> Spatial localization data
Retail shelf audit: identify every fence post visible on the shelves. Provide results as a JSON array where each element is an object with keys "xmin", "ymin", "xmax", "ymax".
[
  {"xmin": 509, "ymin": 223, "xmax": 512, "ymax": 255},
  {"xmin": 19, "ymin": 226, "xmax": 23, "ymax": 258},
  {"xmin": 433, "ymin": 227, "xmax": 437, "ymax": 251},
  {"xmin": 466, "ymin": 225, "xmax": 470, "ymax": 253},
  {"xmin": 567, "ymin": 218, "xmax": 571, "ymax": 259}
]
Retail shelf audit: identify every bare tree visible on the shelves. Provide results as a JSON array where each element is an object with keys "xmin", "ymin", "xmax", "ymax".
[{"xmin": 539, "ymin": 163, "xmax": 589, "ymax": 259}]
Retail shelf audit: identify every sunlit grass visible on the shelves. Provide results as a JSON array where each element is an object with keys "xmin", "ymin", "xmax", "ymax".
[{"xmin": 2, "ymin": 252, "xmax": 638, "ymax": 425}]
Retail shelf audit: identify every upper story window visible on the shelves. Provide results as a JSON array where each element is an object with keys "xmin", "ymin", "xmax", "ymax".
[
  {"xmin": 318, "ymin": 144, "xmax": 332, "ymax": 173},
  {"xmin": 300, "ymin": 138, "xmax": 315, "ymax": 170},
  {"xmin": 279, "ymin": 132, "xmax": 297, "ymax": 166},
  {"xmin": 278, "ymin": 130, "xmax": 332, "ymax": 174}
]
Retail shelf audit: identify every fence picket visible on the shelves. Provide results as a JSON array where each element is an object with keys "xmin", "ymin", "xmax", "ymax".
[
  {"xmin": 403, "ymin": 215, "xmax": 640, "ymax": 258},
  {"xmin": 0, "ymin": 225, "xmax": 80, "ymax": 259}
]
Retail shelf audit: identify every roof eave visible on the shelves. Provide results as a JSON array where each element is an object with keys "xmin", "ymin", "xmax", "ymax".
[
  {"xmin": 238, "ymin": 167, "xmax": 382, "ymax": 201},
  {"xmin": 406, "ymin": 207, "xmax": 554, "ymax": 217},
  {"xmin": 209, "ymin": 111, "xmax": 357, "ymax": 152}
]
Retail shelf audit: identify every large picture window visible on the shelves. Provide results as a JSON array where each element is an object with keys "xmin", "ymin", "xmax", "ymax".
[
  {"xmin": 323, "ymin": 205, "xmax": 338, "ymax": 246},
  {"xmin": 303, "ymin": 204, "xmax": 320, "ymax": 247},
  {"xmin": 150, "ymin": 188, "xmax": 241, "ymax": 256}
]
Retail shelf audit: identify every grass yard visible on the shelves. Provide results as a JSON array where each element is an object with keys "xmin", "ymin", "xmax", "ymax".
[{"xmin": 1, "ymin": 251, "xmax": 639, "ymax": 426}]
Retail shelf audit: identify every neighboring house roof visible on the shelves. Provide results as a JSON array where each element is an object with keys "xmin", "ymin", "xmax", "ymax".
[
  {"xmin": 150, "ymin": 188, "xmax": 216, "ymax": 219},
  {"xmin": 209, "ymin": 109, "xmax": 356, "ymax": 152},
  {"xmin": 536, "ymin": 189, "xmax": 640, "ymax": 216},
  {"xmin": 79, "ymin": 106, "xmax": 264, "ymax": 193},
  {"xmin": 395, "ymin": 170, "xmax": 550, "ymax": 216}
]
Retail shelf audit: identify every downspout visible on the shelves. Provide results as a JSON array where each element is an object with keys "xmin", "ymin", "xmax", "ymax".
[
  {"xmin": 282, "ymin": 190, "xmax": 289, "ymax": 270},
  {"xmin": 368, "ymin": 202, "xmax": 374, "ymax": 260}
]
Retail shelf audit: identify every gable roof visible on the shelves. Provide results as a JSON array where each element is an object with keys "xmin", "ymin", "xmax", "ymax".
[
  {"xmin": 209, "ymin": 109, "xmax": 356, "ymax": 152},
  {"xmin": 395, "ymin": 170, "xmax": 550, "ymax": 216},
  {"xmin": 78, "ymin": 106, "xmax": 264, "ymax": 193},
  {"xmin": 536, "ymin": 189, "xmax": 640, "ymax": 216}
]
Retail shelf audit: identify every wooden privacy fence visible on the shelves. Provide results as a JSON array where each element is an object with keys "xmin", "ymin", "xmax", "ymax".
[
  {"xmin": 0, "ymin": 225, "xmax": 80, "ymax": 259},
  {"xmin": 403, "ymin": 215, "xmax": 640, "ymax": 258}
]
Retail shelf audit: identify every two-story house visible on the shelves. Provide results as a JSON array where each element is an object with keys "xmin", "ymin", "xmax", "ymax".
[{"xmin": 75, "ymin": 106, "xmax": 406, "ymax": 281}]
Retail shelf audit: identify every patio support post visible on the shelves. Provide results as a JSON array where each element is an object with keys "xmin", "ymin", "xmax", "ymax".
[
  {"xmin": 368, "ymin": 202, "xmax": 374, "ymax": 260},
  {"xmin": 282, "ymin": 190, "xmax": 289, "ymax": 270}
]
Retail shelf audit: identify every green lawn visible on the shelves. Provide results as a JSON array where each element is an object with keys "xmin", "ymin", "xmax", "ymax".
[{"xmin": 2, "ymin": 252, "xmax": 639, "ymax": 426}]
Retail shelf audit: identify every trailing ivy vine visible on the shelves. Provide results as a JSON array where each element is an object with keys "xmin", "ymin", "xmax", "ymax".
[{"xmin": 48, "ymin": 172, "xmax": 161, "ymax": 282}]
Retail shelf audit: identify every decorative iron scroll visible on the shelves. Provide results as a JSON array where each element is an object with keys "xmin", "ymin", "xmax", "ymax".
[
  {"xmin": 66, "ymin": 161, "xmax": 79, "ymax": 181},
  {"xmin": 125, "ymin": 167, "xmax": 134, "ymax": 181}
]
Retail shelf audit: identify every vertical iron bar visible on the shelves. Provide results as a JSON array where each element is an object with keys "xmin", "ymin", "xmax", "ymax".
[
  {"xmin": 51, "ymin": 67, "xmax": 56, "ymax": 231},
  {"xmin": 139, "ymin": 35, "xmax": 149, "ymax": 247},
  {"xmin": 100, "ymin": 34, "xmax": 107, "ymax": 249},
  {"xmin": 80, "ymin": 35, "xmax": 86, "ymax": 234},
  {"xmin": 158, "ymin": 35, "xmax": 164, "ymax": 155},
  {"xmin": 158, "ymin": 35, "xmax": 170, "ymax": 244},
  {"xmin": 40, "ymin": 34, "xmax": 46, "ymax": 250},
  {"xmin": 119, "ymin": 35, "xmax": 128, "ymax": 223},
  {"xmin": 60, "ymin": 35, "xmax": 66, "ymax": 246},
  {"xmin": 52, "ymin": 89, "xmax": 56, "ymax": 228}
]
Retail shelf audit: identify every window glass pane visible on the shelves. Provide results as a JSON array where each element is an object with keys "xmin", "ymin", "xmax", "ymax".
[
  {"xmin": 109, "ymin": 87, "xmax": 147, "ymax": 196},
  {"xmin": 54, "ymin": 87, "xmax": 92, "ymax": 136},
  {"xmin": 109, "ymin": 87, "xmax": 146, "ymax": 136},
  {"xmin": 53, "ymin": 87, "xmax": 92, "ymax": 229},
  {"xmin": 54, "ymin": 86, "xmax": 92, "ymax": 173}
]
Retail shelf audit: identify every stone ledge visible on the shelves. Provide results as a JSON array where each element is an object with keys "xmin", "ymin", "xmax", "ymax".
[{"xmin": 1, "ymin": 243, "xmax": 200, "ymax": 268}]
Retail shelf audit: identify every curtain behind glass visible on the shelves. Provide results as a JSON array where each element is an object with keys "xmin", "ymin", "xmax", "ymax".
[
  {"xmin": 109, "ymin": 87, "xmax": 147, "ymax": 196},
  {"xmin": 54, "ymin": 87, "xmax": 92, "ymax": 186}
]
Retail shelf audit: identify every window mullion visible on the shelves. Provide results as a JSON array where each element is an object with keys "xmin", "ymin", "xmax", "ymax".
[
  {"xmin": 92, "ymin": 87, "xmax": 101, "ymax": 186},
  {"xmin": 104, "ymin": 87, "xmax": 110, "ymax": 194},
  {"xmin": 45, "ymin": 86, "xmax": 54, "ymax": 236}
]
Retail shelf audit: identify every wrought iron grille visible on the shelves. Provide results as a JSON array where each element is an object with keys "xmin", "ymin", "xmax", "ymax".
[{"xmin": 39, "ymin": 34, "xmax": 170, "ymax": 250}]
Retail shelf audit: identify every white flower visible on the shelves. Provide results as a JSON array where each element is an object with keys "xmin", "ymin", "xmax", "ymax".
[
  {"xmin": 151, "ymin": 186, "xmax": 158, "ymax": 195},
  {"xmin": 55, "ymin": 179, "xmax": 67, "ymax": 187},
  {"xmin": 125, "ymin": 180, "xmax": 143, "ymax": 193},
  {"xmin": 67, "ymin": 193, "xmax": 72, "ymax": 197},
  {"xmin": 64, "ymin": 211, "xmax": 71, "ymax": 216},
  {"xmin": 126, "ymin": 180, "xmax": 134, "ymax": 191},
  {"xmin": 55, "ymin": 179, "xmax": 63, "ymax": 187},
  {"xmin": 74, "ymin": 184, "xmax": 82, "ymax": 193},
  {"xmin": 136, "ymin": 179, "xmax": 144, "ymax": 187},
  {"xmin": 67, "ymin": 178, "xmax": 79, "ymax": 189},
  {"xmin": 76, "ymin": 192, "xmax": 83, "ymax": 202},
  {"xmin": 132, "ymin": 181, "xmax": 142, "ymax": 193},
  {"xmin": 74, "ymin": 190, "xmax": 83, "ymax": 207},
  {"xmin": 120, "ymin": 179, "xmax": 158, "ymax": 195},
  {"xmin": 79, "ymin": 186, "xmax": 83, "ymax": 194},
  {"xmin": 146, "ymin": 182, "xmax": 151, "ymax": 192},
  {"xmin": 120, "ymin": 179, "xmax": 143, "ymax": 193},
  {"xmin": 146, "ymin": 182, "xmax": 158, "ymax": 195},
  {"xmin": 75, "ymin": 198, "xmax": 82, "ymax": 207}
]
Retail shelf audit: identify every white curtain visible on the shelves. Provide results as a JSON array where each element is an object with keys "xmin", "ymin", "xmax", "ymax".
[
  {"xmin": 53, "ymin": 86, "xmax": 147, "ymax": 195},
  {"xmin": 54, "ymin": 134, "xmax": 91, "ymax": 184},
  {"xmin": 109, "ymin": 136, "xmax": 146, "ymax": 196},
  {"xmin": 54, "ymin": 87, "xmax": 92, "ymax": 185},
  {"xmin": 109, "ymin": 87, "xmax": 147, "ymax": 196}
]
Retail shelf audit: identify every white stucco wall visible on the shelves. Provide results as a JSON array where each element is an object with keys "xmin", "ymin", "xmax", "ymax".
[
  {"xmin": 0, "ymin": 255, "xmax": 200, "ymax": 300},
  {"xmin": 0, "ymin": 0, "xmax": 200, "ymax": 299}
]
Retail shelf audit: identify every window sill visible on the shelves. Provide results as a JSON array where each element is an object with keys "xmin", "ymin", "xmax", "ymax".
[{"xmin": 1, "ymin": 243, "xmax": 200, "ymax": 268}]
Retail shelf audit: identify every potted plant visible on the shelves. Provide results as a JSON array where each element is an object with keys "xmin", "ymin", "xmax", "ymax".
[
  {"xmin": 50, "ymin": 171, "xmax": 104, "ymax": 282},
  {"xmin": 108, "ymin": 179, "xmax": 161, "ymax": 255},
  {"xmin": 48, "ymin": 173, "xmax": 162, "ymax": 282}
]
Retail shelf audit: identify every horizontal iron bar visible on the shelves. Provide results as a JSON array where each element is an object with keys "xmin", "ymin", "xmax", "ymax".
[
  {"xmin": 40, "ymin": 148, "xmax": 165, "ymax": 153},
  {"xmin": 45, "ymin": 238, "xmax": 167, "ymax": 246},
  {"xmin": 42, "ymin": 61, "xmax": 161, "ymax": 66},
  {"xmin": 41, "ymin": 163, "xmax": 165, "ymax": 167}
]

> Exercise objective
Print the line containing "Retail shelf audit: identify every potted", then every line after it through the last line of the records, each exactly as written; nothing else belongs in the answer.

> Result of the task
Retail shelf audit: identify every potted plant visible on the shelves. Provide results as a JSON array where each element is an object with keys "xmin", "ymin", "xmax", "ymax".
[
  {"xmin": 50, "ymin": 171, "xmax": 104, "ymax": 282},
  {"xmin": 108, "ymin": 179, "xmax": 161, "ymax": 255},
  {"xmin": 48, "ymin": 173, "xmax": 162, "ymax": 282}
]
Retail shelf audit: identify every horizontal iron bar visible on the shelves. Provide results as a JSON array where each element is an object with keys "xmin", "ymin", "xmax", "ymax".
[
  {"xmin": 40, "ymin": 148, "xmax": 165, "ymax": 153},
  {"xmin": 45, "ymin": 238, "xmax": 167, "ymax": 246},
  {"xmin": 42, "ymin": 61, "xmax": 161, "ymax": 66},
  {"xmin": 41, "ymin": 163, "xmax": 165, "ymax": 167}
]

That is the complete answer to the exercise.